**EXCERPT:**
On Linux (Ubuntu or CentOS) g++ usually comes installed by default, but if not run the following:
sudo apt update
sudo apt-get install g++
On macOS, install GCC compiler since Clang has issues with OpenMP library:
- Install HomeBrew (https://brew.sh/)
- Install GCC (this step will be faster if Xcode command line tools are already installed using
xcode-select --install):
brew update
brew install gcc@9
The g++ installer also installs the OpenMP library, so no further steps are needed. To check if the g++ compiler is properly installed in your system run:
On Linux
g++ --version
On MacOS:
g++-9 --version
The output should be the description of the installed software.
To compile enano run:
cd EnanoFASTQ/enano
make
USAGE
Run the enano executable /PATH/TO/enano (or just enano if installed with conda) with the options below:
To compress:
enano [options] [input_file [output_file]]
-c To use MAX COMPRESION MODE. Default is FAST MODE.
-k <length> Basecall sequence context length. Default is 7 (max 13).
-l <lenght> Length of the DNA neighborhood sequence used in the quality score context. Default is 6.
-t <num> Maximum number of threads allowed to use by the compressor. Default is 8.
To decompress:
enano -d [options] foo.enano foo.fastq
-t <num> Maximum number of threads allowed to use by the decompressor. Default is 8.
Datasets information
To test our compressor we ran experiments on the following datasets. The full information of the datasets is on our publication.

**SET OF TASKS:**
- A) In the enano installation and usage guide, what is the default basecall sequence context length?
- B) Continue the enano installation and usage guide from where it stops.

**INFORMATION SHOWN:**

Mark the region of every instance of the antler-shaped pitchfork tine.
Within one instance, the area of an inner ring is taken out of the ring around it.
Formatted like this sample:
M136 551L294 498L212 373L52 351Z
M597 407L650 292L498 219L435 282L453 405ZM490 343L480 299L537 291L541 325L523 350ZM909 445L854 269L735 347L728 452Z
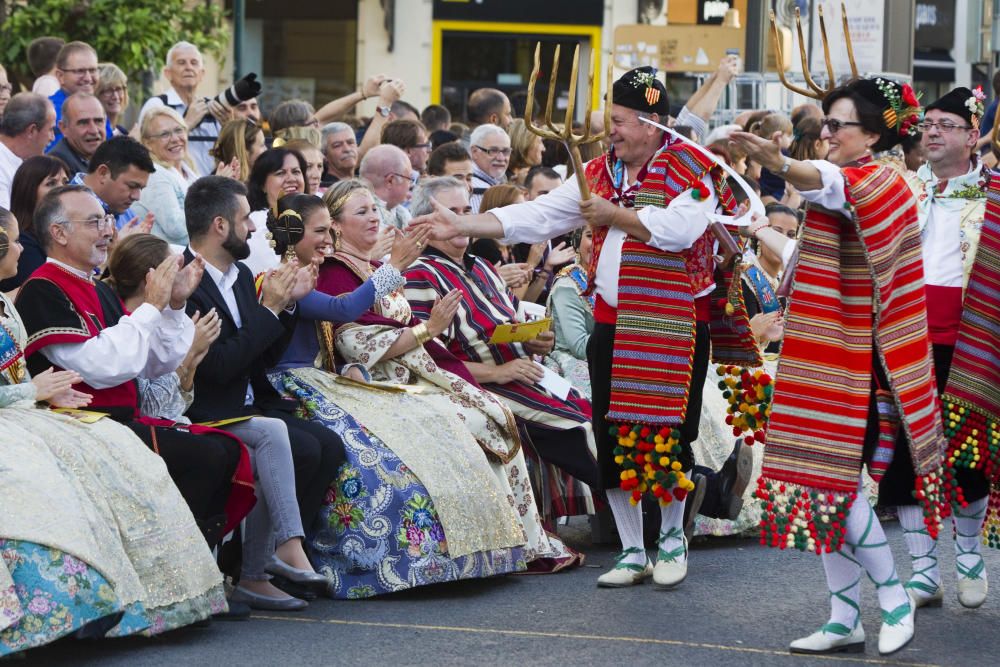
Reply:
M774 44L774 64L775 69L778 70L778 78L781 80L781 85L788 90L792 91L797 95L802 95L803 97L811 97L813 99L819 99L819 97L811 90L807 88L800 88L795 84L791 83L785 78L785 57L781 51L781 35L778 34L778 24L774 21L774 12L771 12L771 41Z
M532 134L535 134L543 139L555 139L566 145L566 148L569 150L570 157L573 160L573 170L576 173L577 184L580 186L580 195L584 199L590 199L590 188L587 186L587 179L584 177L583 173L583 160L580 157L580 146L594 141L600 141L607 135L608 128L611 127L611 67L608 66L608 93L604 103L604 132L601 132L600 134L593 134L590 129L591 99L594 92L594 68L597 57L597 54L594 53L591 60L590 76L587 79L587 118L584 121L583 134L575 134L573 132L573 110L576 107L576 78L580 68L580 45L577 44L576 51L573 53L573 71L570 74L569 102L566 105L566 115L563 119L563 127L560 129L552 122L556 76L559 70L559 46L556 45L556 54L552 62L552 76L549 79L549 94L545 104L545 126L540 127L535 124L533 118L533 107L535 103L535 84L538 83L538 74L541 68L541 48L542 45L539 42L535 46L535 66L531 71L531 80L528 81L528 95L527 105L524 110L524 124Z
M556 94L556 80L559 78L559 48L559 44L556 44L556 53L552 56L552 73L549 76L549 97L545 102L545 125L556 133L559 128L552 123L552 100Z
M844 42L847 43L847 61L851 64L851 78L858 78L858 66L854 63L854 44L851 43L851 29L847 27L847 6L840 3L840 18L844 22Z
M856 77L858 75L858 66L854 62L854 45L851 43L851 32L847 27L847 9L844 6L844 3L840 3L840 11L841 14L843 15L844 42L847 44L847 59L851 65L851 76ZM833 72L833 63L830 60L830 40L827 39L826 36L826 21L823 19L823 6L820 5L819 7L819 33L820 33L820 39L823 42L823 58L826 61L826 74L827 78L829 79L827 81L826 88L821 88L819 85L817 85L817 83L813 80L812 75L809 72L809 62L808 62L808 57L806 55L806 44L804 36L802 34L802 18L799 15L798 8L795 9L795 28L799 35L799 55L802 58L802 74L805 77L806 85L808 85L811 90L807 90L805 88L796 86L790 83L787 78L785 78L784 58L781 52L781 39L778 33L778 25L777 23L775 23L774 20L774 12L772 11L771 39L774 41L774 55L776 60L775 64L777 65L778 69L778 78L781 80L781 85L783 85L785 88L792 91L793 93L802 95L803 97L811 97L815 100L821 100L823 99L823 97L829 94L830 91L832 91L837 85L836 76L834 75Z
M823 10L822 10L822 6L821 6L820 12L822 12L822 11ZM820 25L821 26L823 25L823 18L822 17L823 17L823 15L821 13L820 14ZM826 95L827 91L824 90L824 89L822 89L822 88L820 88L818 85L816 85L816 82L813 81L812 74L809 72L809 56L806 54L806 40L805 40L805 37L802 35L802 17L799 14L799 8L798 7L795 8L795 30L799 34L799 57L802 59L802 75L805 77L806 85L809 86L810 88L812 88L813 92L815 93L814 97L816 97L816 99L822 99L823 96ZM826 45L826 29L825 29L825 27L820 30L820 37L823 40L823 48L824 49L828 49L828 47ZM826 55L827 55L827 63L829 63L829 55L830 55L829 54L829 50L827 50ZM831 80L833 79L833 71L832 71L832 69L830 71L830 79Z
M990 133L990 147L995 155L1000 155L1000 123L993 123L993 131Z

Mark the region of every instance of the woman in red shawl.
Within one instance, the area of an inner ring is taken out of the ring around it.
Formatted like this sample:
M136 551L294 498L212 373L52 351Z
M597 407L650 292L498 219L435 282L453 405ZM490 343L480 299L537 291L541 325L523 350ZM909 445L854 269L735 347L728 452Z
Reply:
M822 553L830 619L792 652L864 650L865 572L878 590L884 655L913 638L914 610L872 508L863 494L855 502L862 463L880 477L893 456L909 456L911 490L934 533L942 509L916 202L894 170L872 160L916 131L919 105L909 86L856 79L831 91L823 111L827 160L793 160L773 141L731 135L810 202L797 246L766 220L749 228L790 270L798 253L758 488L761 540Z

**LIST OF ANSWERS:**
- A) 7 (the maximum is 13).

- B)
| Dataset | Num. of files | size (GB) | Description | Link | |------|------|------|------|------| sor* | 4 | 124.071 | Sorghum bicolor Tx430 | https://www.nature.com/articles/s41467-018-07271-1#data-availability | bra* | 18 | 43.014 | Doubled haploid canola (Brassica napus L.) | https://www.nature.com/articles/s41598-019-45131-0#data-availability | lun | 13 | 15.239 | Human lung bacterial metagenomic | https://www.nature.com/articles/s41587-019-0156-5#data-availability | joi | 9 | 4.672 | Infected orthopaedic devices metagenomic | https://bmcgenomics.biomedcentral.com/articles/10.1186/s12864-018-5094-y | vir* | 10 | 4.375 | Direct RNA sequencing (HSV-1) | https://www.nature.com/articles/s41467-019-08734-9#data-availability | hs1 | 1 | 249.791 | Human GM12878 Utah/Ceph cell line | https://github.com/nanopore-wgs-consortium/NA12878 | hs2^ | 50 | 193.920 | Human GM12878 Utah/Ceph cell line | https://www.nature.com/articles/s41467-019-09637-5#data-availability| npd* | 336 | 113.440 | Multiple organisms | https://github.com/guidufort/DualFqz |
*Datasets that require the SRA toolkit to be downloaded.
^We only used the first 50 files of the dataset.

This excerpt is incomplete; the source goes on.